REQUEST: Reproduce the records below exactly as they appear, omitting any pictures they contain.
□ □ □ □
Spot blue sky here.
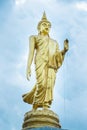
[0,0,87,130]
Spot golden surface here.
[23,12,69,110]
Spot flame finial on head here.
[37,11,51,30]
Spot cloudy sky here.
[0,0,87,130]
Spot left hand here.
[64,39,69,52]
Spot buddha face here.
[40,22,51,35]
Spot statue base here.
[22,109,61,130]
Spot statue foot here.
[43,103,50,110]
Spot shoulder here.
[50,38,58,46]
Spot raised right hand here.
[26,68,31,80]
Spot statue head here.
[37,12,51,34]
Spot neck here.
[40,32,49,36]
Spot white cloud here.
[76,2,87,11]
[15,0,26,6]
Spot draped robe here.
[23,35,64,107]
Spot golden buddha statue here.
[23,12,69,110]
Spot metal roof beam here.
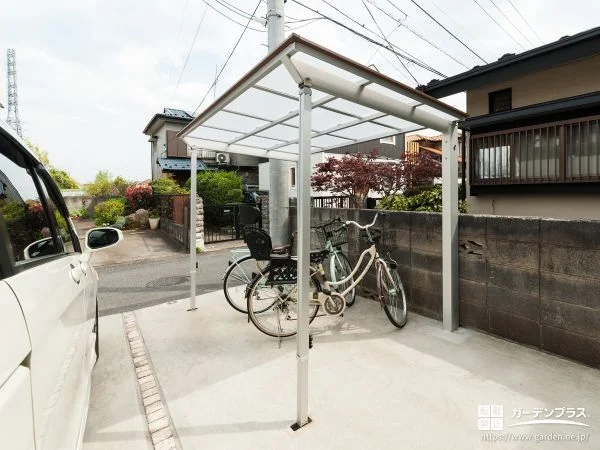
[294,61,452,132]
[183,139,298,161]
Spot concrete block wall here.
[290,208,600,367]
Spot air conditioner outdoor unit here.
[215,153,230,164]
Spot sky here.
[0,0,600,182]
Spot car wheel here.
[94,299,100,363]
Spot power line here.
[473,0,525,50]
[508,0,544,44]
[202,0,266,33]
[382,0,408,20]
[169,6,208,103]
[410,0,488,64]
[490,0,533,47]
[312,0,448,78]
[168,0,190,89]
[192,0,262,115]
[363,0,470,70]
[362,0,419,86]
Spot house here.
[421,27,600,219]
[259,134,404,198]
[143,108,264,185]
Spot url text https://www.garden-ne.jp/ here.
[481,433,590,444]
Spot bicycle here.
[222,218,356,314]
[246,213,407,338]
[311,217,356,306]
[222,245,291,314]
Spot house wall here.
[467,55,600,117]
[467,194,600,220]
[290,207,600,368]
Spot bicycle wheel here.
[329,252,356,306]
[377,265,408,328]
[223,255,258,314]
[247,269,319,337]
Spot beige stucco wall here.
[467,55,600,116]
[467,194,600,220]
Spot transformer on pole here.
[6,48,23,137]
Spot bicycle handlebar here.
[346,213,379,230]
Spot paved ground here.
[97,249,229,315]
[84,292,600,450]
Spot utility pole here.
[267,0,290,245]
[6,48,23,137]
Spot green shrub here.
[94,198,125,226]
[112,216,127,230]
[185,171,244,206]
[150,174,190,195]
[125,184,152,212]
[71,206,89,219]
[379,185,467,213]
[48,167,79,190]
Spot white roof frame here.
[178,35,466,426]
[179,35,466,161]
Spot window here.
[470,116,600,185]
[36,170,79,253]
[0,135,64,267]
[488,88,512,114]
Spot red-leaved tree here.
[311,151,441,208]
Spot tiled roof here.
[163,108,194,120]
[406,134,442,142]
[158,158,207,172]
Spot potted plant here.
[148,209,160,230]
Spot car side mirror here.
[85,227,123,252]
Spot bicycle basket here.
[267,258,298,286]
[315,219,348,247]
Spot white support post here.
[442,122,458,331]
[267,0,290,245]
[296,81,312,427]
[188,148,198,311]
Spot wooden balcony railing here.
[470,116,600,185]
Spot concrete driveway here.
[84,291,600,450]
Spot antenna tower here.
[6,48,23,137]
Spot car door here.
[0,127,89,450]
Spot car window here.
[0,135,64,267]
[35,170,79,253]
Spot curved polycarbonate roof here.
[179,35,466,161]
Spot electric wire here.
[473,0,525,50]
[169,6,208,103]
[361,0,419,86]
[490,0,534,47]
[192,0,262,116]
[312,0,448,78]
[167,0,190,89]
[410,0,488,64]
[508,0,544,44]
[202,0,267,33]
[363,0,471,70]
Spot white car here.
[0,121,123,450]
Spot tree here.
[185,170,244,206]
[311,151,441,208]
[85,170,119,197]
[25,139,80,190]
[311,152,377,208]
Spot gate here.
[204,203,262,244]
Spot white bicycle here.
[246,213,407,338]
□ □ □ □
CORRECT ANSWER:
Spot blue sky here.
[0,0,87,130]
Spot golden surface here.
[23,12,69,110]
Spot flame finial on head here.
[37,11,51,30]
Spot cloudy sky here.
[0,0,87,130]
Spot left hand here.
[64,39,69,52]
Spot buddha face here.
[40,22,51,35]
Spot statue base here.
[22,109,61,130]
Spot statue foot here.
[43,103,50,110]
Spot shoulder here.
[50,38,58,46]
Spot raised right hand here.
[26,68,31,80]
Spot statue head here.
[37,12,51,34]
Spot neck here.
[40,32,49,36]
Spot white cloud here.
[76,2,87,11]
[15,0,26,6]
Spot draped robe here.
[23,35,64,107]
Spot golden buddha statue here.
[23,12,69,110]
Spot metal roof beam here.
[294,61,452,132]
[183,139,298,161]
Spot concrete block wall here.
[290,208,600,367]
Spot air conditioner outdoor unit here.
[215,153,230,164]
Spot sky here.
[0,0,600,182]
Spot car wheel here.
[94,299,100,363]
Spot power line here.
[473,0,525,50]
[508,0,544,44]
[202,0,266,33]
[382,0,408,20]
[169,6,208,103]
[410,0,488,64]
[490,0,533,47]
[312,0,448,78]
[168,0,190,89]
[192,0,262,115]
[363,0,470,70]
[362,0,419,86]
Spot house here.
[421,27,600,219]
[259,134,404,198]
[143,108,264,185]
Spot url text https://www.garden-ne.jp/ here.
[481,433,590,444]
Spot bicycle here.
[222,218,356,314]
[246,213,407,338]
[311,217,356,306]
[222,245,291,314]
Spot house wall here.
[467,55,600,117]
[467,194,600,220]
[290,207,600,368]
Spot bicycle wheel here.
[329,252,356,306]
[377,265,408,328]
[223,255,258,314]
[247,269,319,337]
Spot beige stucco wall here.
[467,55,600,116]
[467,194,600,220]
Spot transformer on pole here.
[6,48,23,137]
Spot bicycle handlebar here.
[346,213,379,230]
Spot paved ground here.
[97,249,229,315]
[84,292,600,450]
Spot utility pole here.
[267,0,290,245]
[6,48,23,137]
Spot green shrub here.
[94,198,125,226]
[112,216,127,230]
[185,171,244,206]
[150,174,190,195]
[125,184,152,212]
[71,206,89,219]
[379,185,467,213]
[48,167,79,190]
Spot white roof frame here.
[178,35,466,426]
[179,35,466,161]
Spot window here.
[470,116,600,185]
[36,170,79,253]
[0,135,64,267]
[488,88,512,114]
Spot red-leaved tree here.
[311,151,441,208]
Spot tiled roof here.
[163,108,194,120]
[406,134,442,142]
[158,158,207,172]
Spot potted plant here.
[148,209,160,230]
Spot car side mirror here.
[85,227,123,252]
Spot bicycle basket here.
[267,258,298,286]
[315,219,348,247]
Spot white support post here.
[442,122,458,331]
[267,0,290,245]
[296,81,312,427]
[188,148,198,311]
Spot wooden balcony railing here.
[470,116,600,185]
Spot concrete driveway here.
[84,291,600,450]
Spot antenna tower here.
[6,48,23,137]
Spot car door here.
[0,127,89,450]
Spot car window here.
[0,135,64,267]
[35,170,79,253]
Spot curved polycarbonate roof here.
[179,35,466,161]
Spot electric wire here.
[473,0,525,50]
[169,6,208,103]
[361,0,419,86]
[490,0,534,47]
[192,0,262,116]
[312,0,448,78]
[167,0,190,89]
[410,0,488,64]
[508,0,544,44]
[202,0,267,33]
[363,0,471,70]
Spot white car here.
[0,121,123,450]
Spot tree here.
[185,170,244,206]
[311,151,441,208]
[85,170,119,197]
[25,139,80,190]
[311,152,377,208]
Spot gate here.
[204,203,262,244]
Spot white bicycle here.
[246,213,407,338]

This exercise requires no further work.